**What the exercise asks:** Reproduce verbatim the passage of the post on stronger HSC standards between "The New South" and "of these changes.", inclusive.
BEGIN Source passage
Friday, 26 August 2016

Stronger HSC Standards? A Question rather than a Statement


The New South Wales Minister for Education has recently released a statement about creating ‘Stronger HSC Standards’. This statement has the subheading ‘Current State, Future State’. The immediate positive is the development of a Science extension course, and there are proposed changes to English, Mathematics, Science and History syllabuses, with record numbers of teachers participating in the review of these changes.

In a short video, Adrian Piccoli explains what the HSC reforms will mean to students. There are various benefits, like fewer assessment tasks and a revision of some aspects of the curriculum, he says. Of the ‘stronger HSC standards’, the screen tells us that ‘most students will meet the minimal standards in Year 9 NAPLAN tests’. Students who may not meet the standard in Year 9 are reassured: ‘don’t worry … you’ll have lots of opportunities to complete the tests online’. These tests will take about half an hour to complete in each area. You can read about the reforms and see the minster's message at the following link: http://www.boardofstudies.nsw.edu.au/policy-research/stronger-hsc-standards/

Now, let’s test some of these claims by considering the numbers, and the impact on students who don’t meet the new minimal standard in Year 9. Will it be quite as ‘no worries’ as the minister suggests? In ‘Stronger HSC Standards – Frequently Asked Questions’, the Board of Studies forecasts that ‘at least 50% of HSC students will pre-qualify for the minimal standard in Year 9, by achieving Band 8 in their NAPLAN reading, writing and numeracy tests’. However, the majority of students in NSW were below Band 8 in writing for the last four years, even leaving aside reading and numeracy. According to the NAPLAN National Report in 2015, 67% of NSW students were below Band 8 in Writing, and 48% were below Band 8 in both Reading and Numeracy. The 2016 report has not yet been released but the projections for writing are no better. If Band 8 is required in each of reading, writing and numeracy, it follows that the majority Year 9 students will be moving into Years 10-12 with a cloud over their head as to whether they will reach the minimal standards to quality for the HSC.
END Source passage
BEGIN Entries shown
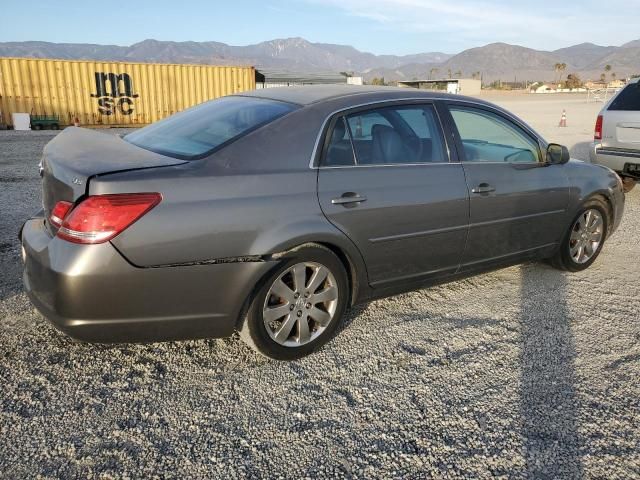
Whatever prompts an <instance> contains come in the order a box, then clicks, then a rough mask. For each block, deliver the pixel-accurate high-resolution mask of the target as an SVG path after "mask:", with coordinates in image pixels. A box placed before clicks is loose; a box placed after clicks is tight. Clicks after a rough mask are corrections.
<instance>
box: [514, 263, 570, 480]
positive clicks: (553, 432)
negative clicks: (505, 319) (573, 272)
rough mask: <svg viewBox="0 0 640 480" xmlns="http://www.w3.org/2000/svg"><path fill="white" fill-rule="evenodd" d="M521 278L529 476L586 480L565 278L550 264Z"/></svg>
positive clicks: (562, 272) (523, 389) (526, 418)
mask: <svg viewBox="0 0 640 480" xmlns="http://www.w3.org/2000/svg"><path fill="white" fill-rule="evenodd" d="M521 275H522V285H521V294H520V297H521V298H520V303H521V314H520V315H521V321H522V350H521V352H522V353H521V356H522V358H521V365H522V394H521V396H522V398H521V408H522V419H523V435H524V439H523V445H524V452H523V454H524V457H525V460H526V468H527V476H528V477H529V478H535V479H546V478H549V479H551V478H565V479H568V478H582V476H583V472H582V465H581V462H580V456H579V443H580V441H579V435H578V425H577V408H578V404H577V403H578V399H577V394H576V389H575V384H576V382H575V369H574V359H575V344H574V338H573V334H572V332H571V326H570V321H569V308H568V305H567V297H566V278H565V274H564V273H563V272H559V271H557V270H554V269H552V268H550V267H547V266H544V265H536V266H535V267H533V266H531V265H523V266H522V267H521Z"/></svg>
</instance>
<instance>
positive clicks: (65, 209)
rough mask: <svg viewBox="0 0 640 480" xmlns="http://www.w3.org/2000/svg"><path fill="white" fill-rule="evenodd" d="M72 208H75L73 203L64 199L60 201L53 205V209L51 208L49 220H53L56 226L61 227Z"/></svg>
mask: <svg viewBox="0 0 640 480" xmlns="http://www.w3.org/2000/svg"><path fill="white" fill-rule="evenodd" d="M71 208H73V203H71V202H65V201H64V200H61V201H59V202H58V203H56V205H55V207H53V210H51V215H49V222H51V224H52V225H53V226H54V227H56V228H60V226H61V225H62V222H64V218H65V217H66V216H67V214H68V213H69V210H71Z"/></svg>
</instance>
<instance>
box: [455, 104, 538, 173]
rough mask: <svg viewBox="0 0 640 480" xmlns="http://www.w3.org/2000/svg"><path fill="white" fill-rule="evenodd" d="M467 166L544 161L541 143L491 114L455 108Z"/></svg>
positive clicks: (499, 115) (520, 130) (492, 114)
mask: <svg viewBox="0 0 640 480" xmlns="http://www.w3.org/2000/svg"><path fill="white" fill-rule="evenodd" d="M449 110H450V112H451V116H452V117H453V121H454V123H455V125H456V128H457V129H458V133H459V135H460V141H461V142H462V147H463V149H464V160H465V161H467V162H505V163H533V162H539V161H540V153H539V152H540V150H539V146H538V143H537V141H536V140H535V139H534V138H532V137H531V136H530V135H528V134H527V133H525V132H524V131H523V130H522V129H521V128H520V127H518V126H517V125H515V124H514V123H512V122H510V121H508V120H507V119H505V118H504V117H502V116H500V115H498V114H495V113H492V112H490V111H488V110H484V109H480V108H472V107H461V106H458V105H451V106H450V107H449Z"/></svg>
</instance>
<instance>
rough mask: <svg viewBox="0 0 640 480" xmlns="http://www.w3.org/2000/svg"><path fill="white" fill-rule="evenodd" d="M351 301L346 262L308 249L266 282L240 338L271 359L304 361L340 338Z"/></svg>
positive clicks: (337, 257)
mask: <svg viewBox="0 0 640 480" xmlns="http://www.w3.org/2000/svg"><path fill="white" fill-rule="evenodd" d="M348 301H349V282H348V277H347V272H346V270H345V268H344V266H343V264H342V262H341V261H340V259H339V258H338V257H337V256H336V255H335V254H334V253H333V252H332V251H331V250H329V249H327V248H325V247H323V246H321V245H317V244H308V245H303V246H301V247H299V248H297V249H295V250H293V251H291V252H290V253H289V254H287V256H286V257H285V258H284V259H283V261H282V263H281V264H280V265H279V266H278V268H276V269H275V270H274V271H273V272H271V273H270V274H269V275H268V277H267V278H266V279H265V281H264V282H263V284H262V286H261V287H260V289H259V290H258V292H257V293H256V294H255V296H254V298H253V299H252V301H251V305H250V306H249V310H248V312H247V315H246V317H245V318H244V320H243V323H242V326H241V328H240V332H239V333H240V338H241V339H242V340H243V341H244V342H245V343H246V344H247V345H249V346H250V347H251V348H253V349H254V350H255V351H257V352H258V353H261V354H262V355H264V356H266V357H269V358H273V359H276V360H295V359H298V358H302V357H304V356H306V355H309V354H310V353H312V352H314V351H316V350H318V349H319V348H320V347H322V346H323V345H324V344H325V343H327V342H328V341H329V340H330V339H331V338H332V337H333V336H334V334H335V333H336V330H337V328H338V326H339V325H340V322H341V320H342V317H343V315H344V312H345V310H346V308H347V304H348Z"/></svg>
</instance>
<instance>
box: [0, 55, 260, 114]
mask: <svg viewBox="0 0 640 480" xmlns="http://www.w3.org/2000/svg"><path fill="white" fill-rule="evenodd" d="M253 89H255V70H254V68H253V67H243V66H238V67H237V66H212V65H177V64H154V63H123V62H101V61H84V60H82V61H76V60H51V59H33V58H6V57H4V58H0V114H1V115H2V117H1V118H0V122H4V123H6V124H11V114H12V113H19V112H24V113H30V114H32V115H58V116H59V118H60V124H61V125H71V124H73V123H74V120H75V119H76V118H77V119H78V120H79V121H80V124H81V125H96V126H101V125H104V126H134V125H135V126H137V125H145V124H149V123H152V122H155V121H156V120H160V119H161V118H164V117H167V116H169V115H171V114H173V113H176V112H179V111H181V110H184V109H185V108H188V107H191V106H193V105H197V104H198V103H202V102H204V101H206V100H211V99H213V98H218V97H222V96H224V95H230V94H233V93H238V92H242V91H246V90H253Z"/></svg>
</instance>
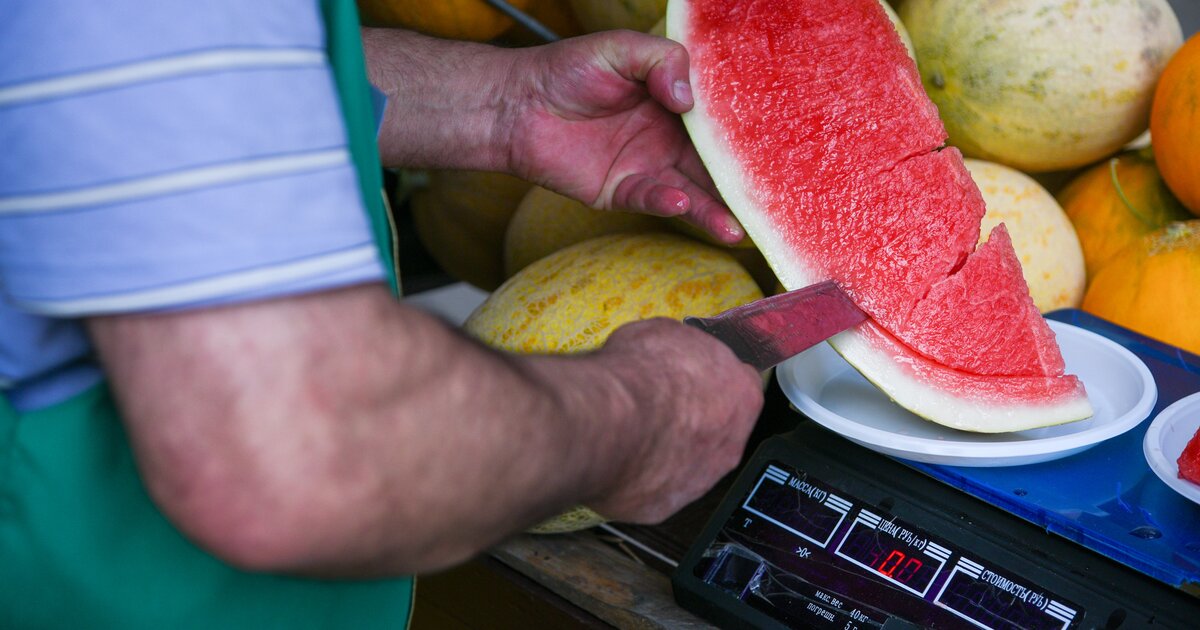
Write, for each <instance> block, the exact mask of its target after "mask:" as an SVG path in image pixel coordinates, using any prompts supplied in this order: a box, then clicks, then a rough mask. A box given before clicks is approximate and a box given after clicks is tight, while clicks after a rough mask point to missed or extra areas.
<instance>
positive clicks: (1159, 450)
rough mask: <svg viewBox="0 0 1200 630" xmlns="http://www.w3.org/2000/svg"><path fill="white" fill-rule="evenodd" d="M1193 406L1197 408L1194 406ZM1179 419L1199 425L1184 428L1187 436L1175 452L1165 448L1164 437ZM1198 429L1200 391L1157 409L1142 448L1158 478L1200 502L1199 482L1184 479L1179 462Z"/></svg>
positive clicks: (1183, 421)
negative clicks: (1165, 407) (1170, 427)
mask: <svg viewBox="0 0 1200 630" xmlns="http://www.w3.org/2000/svg"><path fill="white" fill-rule="evenodd" d="M1193 407H1194V408H1195V409H1192V408H1193ZM1189 410H1193V412H1194V413H1195V414H1198V415H1194V416H1189V415H1186V412H1189ZM1180 422H1195V424H1196V426H1195V427H1192V430H1190V431H1187V430H1184V433H1186V434H1187V436H1188V437H1187V438H1184V442H1183V444H1181V445H1180V449H1178V452H1174V449H1172V452H1166V451H1165V450H1164V449H1163V437H1164V434H1165V433H1166V430H1168V427H1174V425H1175V424H1180ZM1198 428H1200V392H1196V394H1190V395H1188V396H1184V397H1182V398H1180V400H1177V401H1175V402H1172V403H1171V404H1170V406H1168V407H1166V408H1165V409H1163V410H1162V412H1158V415H1156V416H1154V420H1153V421H1151V422H1150V428H1147V430H1146V437H1145V438H1142V442H1141V450H1142V454H1145V456H1146V463H1147V464H1150V469H1151V470H1153V472H1154V474H1156V475H1158V479H1162V480H1163V482H1164V484H1166V485H1168V487H1170V488H1171V490H1174V491H1175V492H1178V493H1180V494H1182V496H1183V498H1186V499H1188V500H1192V502H1193V503H1196V504H1200V485H1196V484H1193V482H1190V481H1188V480H1186V479H1181V478H1180V464H1178V457H1180V452H1183V448H1184V446H1186V445H1187V440H1188V439H1190V437H1192V436H1194V434H1195V432H1196V430H1198Z"/></svg>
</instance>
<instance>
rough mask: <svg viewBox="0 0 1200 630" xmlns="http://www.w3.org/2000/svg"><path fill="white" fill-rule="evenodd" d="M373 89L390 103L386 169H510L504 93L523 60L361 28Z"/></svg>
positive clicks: (485, 47) (510, 57)
mask: <svg viewBox="0 0 1200 630" xmlns="http://www.w3.org/2000/svg"><path fill="white" fill-rule="evenodd" d="M362 44H364V49H365V52H366V58H367V72H368V74H370V79H371V83H372V84H373V85H374V86H376V88H377V89H379V90H380V91H383V92H384V94H385V95H386V96H388V107H386V109H385V112H384V119H383V124H382V126H380V130H379V151H380V157H382V160H383V163H384V166H390V167H401V166H403V167H425V168H466V169H478V170H506V169H508V168H509V164H508V160H509V157H508V154H506V149H505V148H506V146H508V145H509V139H508V137H506V133H508V132H509V130H510V127H511V124H509V122H506V121H505V120H504V118H505V116H506V115H508V114H509V104H508V103H506V102H505V86H506V85H508V83H509V82H510V77H511V70H512V68H511V66H512V64H514V60H515V58H517V56H518V55H520V54H521V53H517V52H514V50H504V49H500V48H497V47H492V46H487V44H481V43H474V42H461V41H448V40H438V38H433V37H426V36H424V35H418V34H415V32H412V31H406V30H400V29H362Z"/></svg>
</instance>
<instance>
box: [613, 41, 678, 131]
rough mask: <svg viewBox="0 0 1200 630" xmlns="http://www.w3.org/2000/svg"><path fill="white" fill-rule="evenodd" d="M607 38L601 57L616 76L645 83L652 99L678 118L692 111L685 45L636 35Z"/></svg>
END Entries shown
**Task solution:**
The New South Wales Minister for Education has recently released a statement about creating ‘Stronger HSC Standards’. This statement has the subheading ‘Current State, Future State’. The immediate positive is the development of a Science extension course, and there are proposed changes to English, Mathematics, Science and History syllabuses, with record numbers of teachers participating in the review of these changes.